Written request. Count the lines in the records that contain the string "road". Reply with the number alone.

Exercise input.
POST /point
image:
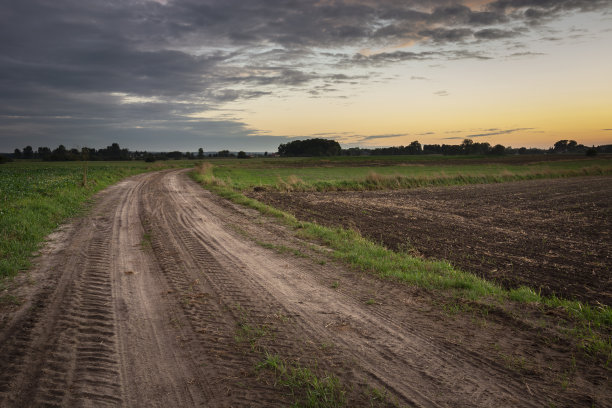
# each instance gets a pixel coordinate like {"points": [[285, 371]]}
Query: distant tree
{"points": [[466, 146], [560, 146], [44, 153], [415, 148], [59, 154], [310, 147], [498, 150], [28, 152]]}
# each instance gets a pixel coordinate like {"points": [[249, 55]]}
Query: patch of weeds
{"points": [[308, 389], [145, 242], [514, 362], [380, 398], [282, 249], [251, 334], [8, 299]]}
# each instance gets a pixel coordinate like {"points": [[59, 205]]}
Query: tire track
{"points": [[402, 349], [146, 303]]}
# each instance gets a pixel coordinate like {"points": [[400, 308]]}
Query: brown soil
{"points": [[146, 302], [551, 235]]}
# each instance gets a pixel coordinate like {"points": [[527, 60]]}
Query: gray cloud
{"points": [[98, 70]]}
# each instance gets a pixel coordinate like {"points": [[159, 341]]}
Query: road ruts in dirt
{"points": [[145, 301], [62, 351]]}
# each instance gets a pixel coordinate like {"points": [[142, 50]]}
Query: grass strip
{"points": [[309, 390], [594, 322], [36, 197]]}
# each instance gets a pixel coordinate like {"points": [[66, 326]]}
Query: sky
{"points": [[250, 74]]}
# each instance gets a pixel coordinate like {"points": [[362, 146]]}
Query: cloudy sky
{"points": [[250, 74]]}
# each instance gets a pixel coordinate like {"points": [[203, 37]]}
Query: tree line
{"points": [[302, 148], [110, 153], [324, 147]]}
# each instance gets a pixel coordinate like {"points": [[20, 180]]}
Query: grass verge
{"points": [[36, 197], [593, 323]]}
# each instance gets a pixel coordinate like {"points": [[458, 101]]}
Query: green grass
{"points": [[593, 323], [339, 174], [36, 197], [308, 389]]}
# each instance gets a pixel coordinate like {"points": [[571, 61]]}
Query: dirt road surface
{"points": [[165, 295]]}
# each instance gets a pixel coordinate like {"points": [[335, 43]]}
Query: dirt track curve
{"points": [[139, 304]]}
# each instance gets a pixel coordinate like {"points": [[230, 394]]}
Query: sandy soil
{"points": [[551, 235], [142, 301]]}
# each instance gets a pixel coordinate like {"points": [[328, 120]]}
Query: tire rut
{"points": [[146, 304]]}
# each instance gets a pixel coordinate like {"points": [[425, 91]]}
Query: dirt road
{"points": [[166, 295]]}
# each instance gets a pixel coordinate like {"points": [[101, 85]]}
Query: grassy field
{"points": [[35, 197], [372, 173]]}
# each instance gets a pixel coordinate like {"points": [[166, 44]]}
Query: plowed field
{"points": [[551, 235], [165, 295]]}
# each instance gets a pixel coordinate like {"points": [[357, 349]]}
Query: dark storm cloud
{"points": [[103, 68]]}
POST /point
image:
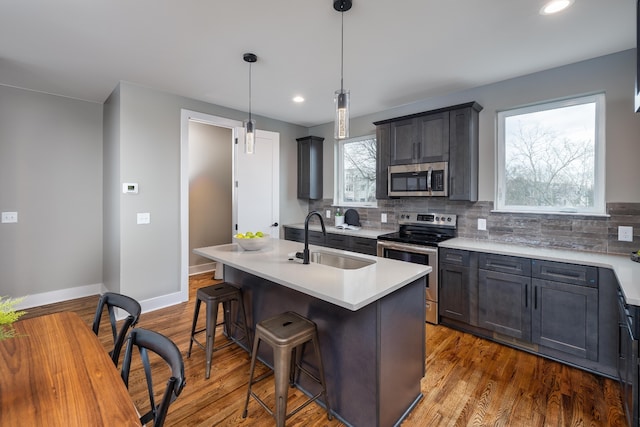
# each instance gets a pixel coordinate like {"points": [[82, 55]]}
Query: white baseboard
{"points": [[61, 295], [202, 268]]}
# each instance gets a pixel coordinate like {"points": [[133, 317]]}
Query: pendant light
{"points": [[341, 98], [249, 125]]}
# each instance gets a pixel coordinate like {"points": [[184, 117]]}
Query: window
{"points": [[551, 157], [355, 181]]}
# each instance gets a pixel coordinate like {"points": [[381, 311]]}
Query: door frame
{"points": [[185, 117]]}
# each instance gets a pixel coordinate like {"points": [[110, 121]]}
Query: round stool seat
{"points": [[285, 333], [222, 293], [287, 329]]}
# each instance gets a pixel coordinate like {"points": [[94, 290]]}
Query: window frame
{"points": [[338, 194], [599, 185]]}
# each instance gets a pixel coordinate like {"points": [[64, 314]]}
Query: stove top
{"points": [[426, 229]]}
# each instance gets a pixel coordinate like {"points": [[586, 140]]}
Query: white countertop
{"points": [[369, 233], [351, 289], [627, 272]]}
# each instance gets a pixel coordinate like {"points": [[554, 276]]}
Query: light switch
{"points": [[9, 217], [144, 218]]}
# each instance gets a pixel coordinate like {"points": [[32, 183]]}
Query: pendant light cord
{"points": [[342, 55], [249, 91]]}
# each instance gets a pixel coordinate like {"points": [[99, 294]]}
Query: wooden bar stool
{"points": [[285, 333], [222, 293]]}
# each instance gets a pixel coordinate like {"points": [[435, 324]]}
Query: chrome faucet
{"points": [[305, 252]]}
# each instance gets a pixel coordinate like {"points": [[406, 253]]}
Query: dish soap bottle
{"points": [[339, 218]]}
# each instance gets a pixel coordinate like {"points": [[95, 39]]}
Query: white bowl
{"points": [[253, 244]]}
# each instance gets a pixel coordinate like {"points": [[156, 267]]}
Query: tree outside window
{"points": [[551, 157], [356, 172]]}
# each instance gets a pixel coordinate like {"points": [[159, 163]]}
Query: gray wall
{"points": [[210, 188], [51, 174], [111, 188], [150, 155], [614, 74], [52, 157]]}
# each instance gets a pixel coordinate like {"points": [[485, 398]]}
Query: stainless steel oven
{"points": [[417, 241]]}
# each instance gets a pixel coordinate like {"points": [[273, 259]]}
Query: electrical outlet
{"points": [[144, 218], [625, 234], [9, 217]]}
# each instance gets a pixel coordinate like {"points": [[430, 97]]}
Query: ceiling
{"points": [[395, 52]]}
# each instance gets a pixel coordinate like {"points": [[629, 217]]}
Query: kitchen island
{"points": [[370, 322]]}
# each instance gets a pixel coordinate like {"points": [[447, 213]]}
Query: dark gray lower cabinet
{"points": [[627, 369], [504, 303], [565, 317], [563, 311], [455, 285]]}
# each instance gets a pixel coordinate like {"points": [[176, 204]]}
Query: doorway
{"points": [[252, 180]]}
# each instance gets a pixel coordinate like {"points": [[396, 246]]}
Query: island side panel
{"points": [[402, 350], [348, 340]]}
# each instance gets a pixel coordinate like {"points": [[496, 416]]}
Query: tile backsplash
{"points": [[577, 232]]}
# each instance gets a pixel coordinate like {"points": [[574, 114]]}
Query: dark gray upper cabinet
{"points": [[444, 135], [310, 167], [382, 160], [420, 139], [463, 153]]}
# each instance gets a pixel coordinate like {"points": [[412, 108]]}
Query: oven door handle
{"points": [[407, 248]]}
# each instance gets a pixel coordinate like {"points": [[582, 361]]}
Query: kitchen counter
{"points": [[362, 232], [350, 289], [627, 272], [370, 323]]}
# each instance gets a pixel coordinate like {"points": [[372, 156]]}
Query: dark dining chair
{"points": [[149, 341], [113, 300]]}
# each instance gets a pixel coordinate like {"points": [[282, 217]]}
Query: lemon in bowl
{"points": [[250, 241]]}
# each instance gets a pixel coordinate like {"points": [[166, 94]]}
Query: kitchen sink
{"points": [[344, 262]]}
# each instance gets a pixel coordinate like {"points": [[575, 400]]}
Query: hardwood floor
{"points": [[470, 381]]}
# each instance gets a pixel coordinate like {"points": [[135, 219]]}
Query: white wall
{"points": [[613, 74]]}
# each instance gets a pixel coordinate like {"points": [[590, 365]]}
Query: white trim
{"points": [[599, 184], [185, 117], [202, 268], [338, 166], [61, 295]]}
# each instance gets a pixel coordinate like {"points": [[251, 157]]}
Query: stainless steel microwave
{"points": [[422, 179]]}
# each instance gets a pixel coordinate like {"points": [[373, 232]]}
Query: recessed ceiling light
{"points": [[555, 6]]}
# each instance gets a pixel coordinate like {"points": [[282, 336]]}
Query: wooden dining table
{"points": [[57, 373]]}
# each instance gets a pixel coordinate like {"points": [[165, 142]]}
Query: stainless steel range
{"points": [[417, 241]]}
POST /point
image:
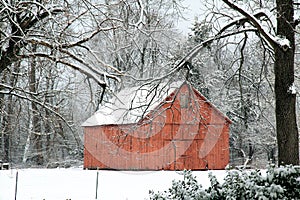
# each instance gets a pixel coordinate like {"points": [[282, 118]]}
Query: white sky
{"points": [[194, 10]]}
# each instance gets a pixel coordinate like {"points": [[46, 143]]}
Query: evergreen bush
{"points": [[276, 183]]}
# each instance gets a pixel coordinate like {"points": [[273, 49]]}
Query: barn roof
{"points": [[131, 104]]}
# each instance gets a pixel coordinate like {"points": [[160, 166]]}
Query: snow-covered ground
{"points": [[76, 183]]}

Written solution. 3